## Begin DATA

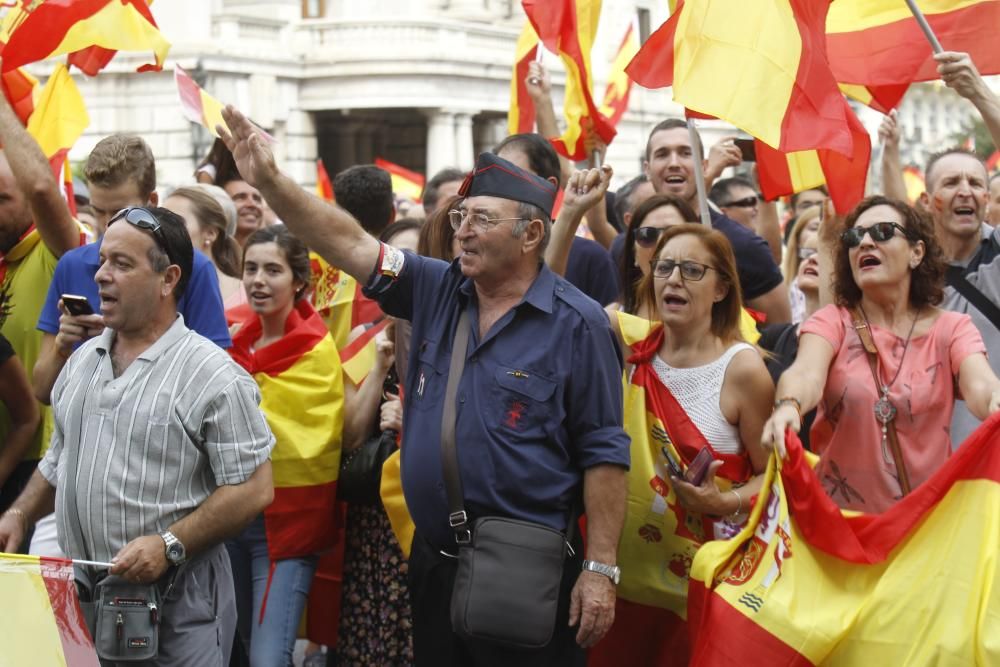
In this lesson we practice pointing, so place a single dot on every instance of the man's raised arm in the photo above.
(328, 230)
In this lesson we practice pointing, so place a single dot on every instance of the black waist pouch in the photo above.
(507, 584)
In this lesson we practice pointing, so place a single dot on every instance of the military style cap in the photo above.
(495, 177)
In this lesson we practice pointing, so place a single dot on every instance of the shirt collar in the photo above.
(539, 294)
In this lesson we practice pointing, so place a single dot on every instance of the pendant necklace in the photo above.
(884, 409)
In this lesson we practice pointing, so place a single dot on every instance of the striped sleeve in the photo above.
(237, 438)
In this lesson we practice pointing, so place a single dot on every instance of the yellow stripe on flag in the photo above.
(60, 115)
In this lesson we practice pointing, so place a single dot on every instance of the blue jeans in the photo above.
(269, 641)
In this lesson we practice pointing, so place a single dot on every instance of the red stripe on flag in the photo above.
(60, 584)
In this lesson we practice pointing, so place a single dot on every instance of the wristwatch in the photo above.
(612, 572)
(176, 553)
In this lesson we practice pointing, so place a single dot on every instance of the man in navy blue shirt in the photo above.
(539, 404)
(121, 173)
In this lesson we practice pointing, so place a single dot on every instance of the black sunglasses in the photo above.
(142, 218)
(647, 237)
(746, 202)
(880, 233)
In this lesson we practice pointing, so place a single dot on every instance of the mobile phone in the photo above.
(77, 305)
(672, 463)
(747, 149)
(699, 467)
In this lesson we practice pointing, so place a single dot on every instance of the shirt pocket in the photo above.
(523, 403)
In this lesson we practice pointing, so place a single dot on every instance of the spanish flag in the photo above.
(43, 624)
(302, 397)
(198, 106)
(619, 85)
(879, 43)
(405, 183)
(57, 27)
(807, 584)
(521, 116)
(760, 66)
(568, 27)
(845, 176)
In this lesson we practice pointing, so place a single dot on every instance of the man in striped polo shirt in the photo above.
(160, 451)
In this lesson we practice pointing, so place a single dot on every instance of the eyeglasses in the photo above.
(647, 237)
(141, 218)
(746, 202)
(880, 233)
(479, 221)
(693, 271)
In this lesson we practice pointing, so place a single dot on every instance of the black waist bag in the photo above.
(507, 584)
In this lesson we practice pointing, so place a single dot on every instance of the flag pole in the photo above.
(699, 174)
(925, 26)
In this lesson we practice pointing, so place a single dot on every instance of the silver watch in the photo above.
(176, 554)
(612, 572)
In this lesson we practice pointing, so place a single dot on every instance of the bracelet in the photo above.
(739, 506)
(789, 399)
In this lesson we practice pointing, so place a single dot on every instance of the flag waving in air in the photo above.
(57, 27)
(568, 27)
(805, 584)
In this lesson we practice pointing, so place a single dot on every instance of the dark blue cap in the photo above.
(495, 177)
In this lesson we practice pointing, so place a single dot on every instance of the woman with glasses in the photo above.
(883, 363)
(695, 403)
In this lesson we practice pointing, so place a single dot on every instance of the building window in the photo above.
(313, 9)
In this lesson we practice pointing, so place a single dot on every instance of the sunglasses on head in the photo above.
(646, 237)
(746, 202)
(880, 233)
(142, 219)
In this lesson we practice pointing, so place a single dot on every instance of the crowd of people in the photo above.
(190, 397)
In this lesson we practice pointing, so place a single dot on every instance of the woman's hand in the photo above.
(784, 417)
(704, 499)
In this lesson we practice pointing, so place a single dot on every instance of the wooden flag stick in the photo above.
(925, 26)
(699, 174)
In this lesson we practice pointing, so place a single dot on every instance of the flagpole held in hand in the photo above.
(699, 174)
(925, 26)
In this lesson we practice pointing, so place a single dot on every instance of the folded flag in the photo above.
(198, 106)
(521, 116)
(56, 27)
(405, 183)
(44, 625)
(807, 584)
(568, 27)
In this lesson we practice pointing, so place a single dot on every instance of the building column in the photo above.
(440, 141)
(465, 149)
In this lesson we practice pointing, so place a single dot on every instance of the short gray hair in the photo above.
(528, 212)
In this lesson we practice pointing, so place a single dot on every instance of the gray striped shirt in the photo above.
(182, 420)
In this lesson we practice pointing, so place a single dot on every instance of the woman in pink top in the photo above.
(888, 276)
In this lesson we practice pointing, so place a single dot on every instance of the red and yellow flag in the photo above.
(57, 27)
(845, 176)
(807, 584)
(198, 106)
(760, 66)
(619, 84)
(568, 27)
(302, 397)
(405, 182)
(879, 43)
(43, 624)
(521, 116)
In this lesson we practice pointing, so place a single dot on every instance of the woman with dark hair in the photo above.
(649, 219)
(695, 403)
(286, 347)
(882, 421)
(207, 226)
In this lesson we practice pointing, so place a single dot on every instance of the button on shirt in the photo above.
(153, 443)
(539, 401)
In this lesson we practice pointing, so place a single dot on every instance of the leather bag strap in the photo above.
(457, 517)
(865, 334)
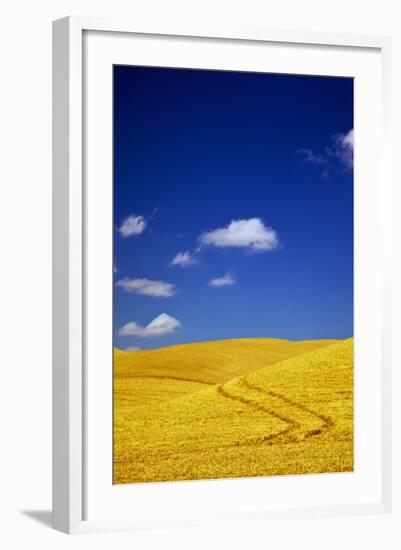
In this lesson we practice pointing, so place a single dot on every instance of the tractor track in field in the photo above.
(326, 421)
(292, 425)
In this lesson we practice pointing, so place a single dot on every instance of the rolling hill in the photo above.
(233, 408)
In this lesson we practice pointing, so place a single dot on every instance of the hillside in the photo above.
(234, 408)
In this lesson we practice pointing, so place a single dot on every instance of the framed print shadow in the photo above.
(221, 325)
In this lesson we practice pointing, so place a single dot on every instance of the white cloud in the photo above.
(226, 280)
(184, 259)
(341, 148)
(147, 287)
(251, 233)
(310, 157)
(344, 148)
(163, 324)
(133, 225)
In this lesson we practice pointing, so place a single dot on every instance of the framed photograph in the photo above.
(221, 298)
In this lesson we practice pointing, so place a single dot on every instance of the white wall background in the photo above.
(25, 289)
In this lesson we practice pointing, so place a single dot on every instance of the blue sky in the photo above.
(233, 206)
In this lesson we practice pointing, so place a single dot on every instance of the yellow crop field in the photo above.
(233, 408)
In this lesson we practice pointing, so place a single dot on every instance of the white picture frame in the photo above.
(70, 424)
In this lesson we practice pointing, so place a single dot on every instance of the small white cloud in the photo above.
(341, 148)
(163, 324)
(133, 225)
(344, 148)
(310, 157)
(147, 287)
(226, 280)
(184, 259)
(251, 233)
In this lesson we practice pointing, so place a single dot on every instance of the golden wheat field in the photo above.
(233, 408)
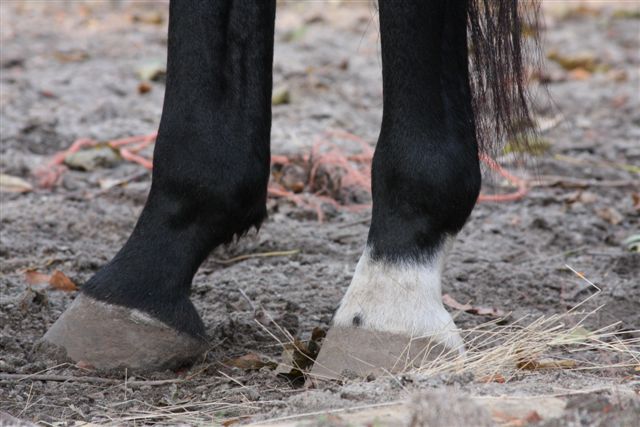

## End DATA

> REQUIRED WORK: Pull out each line of the records above that contains the word "framed", and list those lines in their original order.

> RESULT:
In this lesson we practice pointing, so place a single dot on every instance of the framed print shadow in the photo above.
In this lesson we practice pointing, so place a single dot on every instance of the framed photograph in the photo above.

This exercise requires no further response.